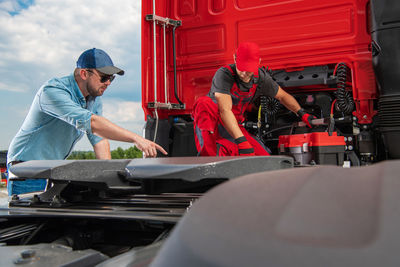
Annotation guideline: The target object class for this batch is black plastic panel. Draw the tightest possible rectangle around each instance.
[271,66,336,88]
[10,160,131,187]
[145,116,171,157]
[372,28,400,97]
[170,120,197,157]
[8,157,293,198]
[124,156,293,181]
[370,0,400,32]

- - -

Exercise prompt: Without including the pictures, return each record above exactly as it stands.

Finished task:
Annotation guideline: The target object class for this batch is black plastic panel. Draw the tightest possible rectangle around each instance.
[271,66,336,88]
[10,160,131,187]
[145,116,171,157]
[372,28,400,97]
[170,120,197,157]
[8,157,293,198]
[124,156,293,181]
[370,0,400,32]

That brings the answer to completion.